Output the line that contains "of the brick" and every line after it to the end of the entries, with nothing added or left out.

* * * * * * * * *

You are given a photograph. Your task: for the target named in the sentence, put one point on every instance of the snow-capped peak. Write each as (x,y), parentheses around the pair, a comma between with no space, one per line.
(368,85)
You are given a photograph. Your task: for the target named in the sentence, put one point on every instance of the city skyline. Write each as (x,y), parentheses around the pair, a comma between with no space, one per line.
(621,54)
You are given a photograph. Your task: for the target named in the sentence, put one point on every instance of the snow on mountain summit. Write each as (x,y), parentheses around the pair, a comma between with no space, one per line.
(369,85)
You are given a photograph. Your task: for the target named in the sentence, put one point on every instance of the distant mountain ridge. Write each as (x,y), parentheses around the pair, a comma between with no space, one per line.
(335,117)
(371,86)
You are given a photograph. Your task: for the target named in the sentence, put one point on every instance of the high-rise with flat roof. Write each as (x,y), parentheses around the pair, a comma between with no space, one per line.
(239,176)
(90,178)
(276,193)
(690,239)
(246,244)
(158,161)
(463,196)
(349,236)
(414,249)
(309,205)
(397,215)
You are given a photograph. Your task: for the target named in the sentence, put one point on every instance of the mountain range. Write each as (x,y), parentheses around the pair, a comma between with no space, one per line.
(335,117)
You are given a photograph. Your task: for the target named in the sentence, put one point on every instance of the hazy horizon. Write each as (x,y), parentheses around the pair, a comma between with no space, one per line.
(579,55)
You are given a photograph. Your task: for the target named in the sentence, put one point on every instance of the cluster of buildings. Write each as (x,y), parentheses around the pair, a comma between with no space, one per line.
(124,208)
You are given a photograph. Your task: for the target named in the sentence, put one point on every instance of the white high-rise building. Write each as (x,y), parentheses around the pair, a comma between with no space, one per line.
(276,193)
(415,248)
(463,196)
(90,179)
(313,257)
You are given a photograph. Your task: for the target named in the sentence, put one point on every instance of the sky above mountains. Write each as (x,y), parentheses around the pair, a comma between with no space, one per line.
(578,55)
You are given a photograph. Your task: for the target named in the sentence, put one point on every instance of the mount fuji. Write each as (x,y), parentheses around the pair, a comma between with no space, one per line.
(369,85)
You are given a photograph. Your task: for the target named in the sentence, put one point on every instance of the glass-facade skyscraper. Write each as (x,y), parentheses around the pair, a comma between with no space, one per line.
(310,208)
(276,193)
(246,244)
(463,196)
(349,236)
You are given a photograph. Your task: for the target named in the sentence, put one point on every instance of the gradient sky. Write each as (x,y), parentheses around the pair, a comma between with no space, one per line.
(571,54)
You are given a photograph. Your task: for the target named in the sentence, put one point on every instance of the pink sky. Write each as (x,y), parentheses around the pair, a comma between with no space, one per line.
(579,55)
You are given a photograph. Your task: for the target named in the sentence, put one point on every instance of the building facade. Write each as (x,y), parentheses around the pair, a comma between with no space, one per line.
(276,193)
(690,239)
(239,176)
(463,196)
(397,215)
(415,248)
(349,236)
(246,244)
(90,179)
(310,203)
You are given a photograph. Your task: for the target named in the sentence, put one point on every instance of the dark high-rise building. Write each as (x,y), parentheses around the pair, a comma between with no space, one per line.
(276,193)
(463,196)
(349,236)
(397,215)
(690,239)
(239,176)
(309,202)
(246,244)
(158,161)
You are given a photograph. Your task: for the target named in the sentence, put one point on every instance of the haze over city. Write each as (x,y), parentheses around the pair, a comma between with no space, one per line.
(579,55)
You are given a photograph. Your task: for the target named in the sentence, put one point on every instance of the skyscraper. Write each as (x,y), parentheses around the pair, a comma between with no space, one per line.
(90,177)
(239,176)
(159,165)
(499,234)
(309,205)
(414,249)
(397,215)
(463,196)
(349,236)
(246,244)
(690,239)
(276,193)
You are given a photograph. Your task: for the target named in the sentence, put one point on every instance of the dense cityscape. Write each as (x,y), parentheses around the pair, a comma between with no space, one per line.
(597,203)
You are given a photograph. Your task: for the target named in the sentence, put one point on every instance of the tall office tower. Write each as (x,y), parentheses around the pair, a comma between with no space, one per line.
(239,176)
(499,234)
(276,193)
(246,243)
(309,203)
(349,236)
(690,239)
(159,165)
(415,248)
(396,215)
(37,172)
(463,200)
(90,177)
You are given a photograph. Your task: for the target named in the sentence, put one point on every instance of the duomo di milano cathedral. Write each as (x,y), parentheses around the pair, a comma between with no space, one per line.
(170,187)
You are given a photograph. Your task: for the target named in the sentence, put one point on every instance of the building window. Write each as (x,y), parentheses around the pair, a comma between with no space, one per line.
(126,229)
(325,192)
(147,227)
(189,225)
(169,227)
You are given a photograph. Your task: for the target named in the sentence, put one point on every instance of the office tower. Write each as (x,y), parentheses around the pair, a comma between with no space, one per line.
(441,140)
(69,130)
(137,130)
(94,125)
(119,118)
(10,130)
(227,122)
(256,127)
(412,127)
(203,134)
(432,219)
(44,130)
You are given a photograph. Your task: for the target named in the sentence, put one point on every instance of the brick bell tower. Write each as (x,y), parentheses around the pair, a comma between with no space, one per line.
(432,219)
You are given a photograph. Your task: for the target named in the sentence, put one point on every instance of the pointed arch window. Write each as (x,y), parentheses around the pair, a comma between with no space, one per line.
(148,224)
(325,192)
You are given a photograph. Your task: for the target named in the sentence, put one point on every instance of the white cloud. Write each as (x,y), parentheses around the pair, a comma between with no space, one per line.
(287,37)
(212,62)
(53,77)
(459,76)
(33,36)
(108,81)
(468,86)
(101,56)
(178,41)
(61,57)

* * * * * * * * *

### SOLUTION FOR THIS PROBLEM
You are given a photograph. Your task: for the target named in the sentence, put one point on every instance of the brick bell tower. Write each as (x,y), parentheses around the pair, a comma between with no space, one per line.
(432,219)
You are given a photograph. Your task: for the target named in the sentence, put one point on every instance of the pointed arch window. Write each as (x,y), parentheses around the pair, a comma between with no space, one per line.
(148,224)
(325,192)
You are given a photograph. Your task: for the target named in the sentence, put one point on every instance of the white cloud. Write each as (x,y), parentheses around the pair, a comma between with no space, one per line.
(287,37)
(212,62)
(53,77)
(459,76)
(33,36)
(108,81)
(468,86)
(101,56)
(178,41)
(61,57)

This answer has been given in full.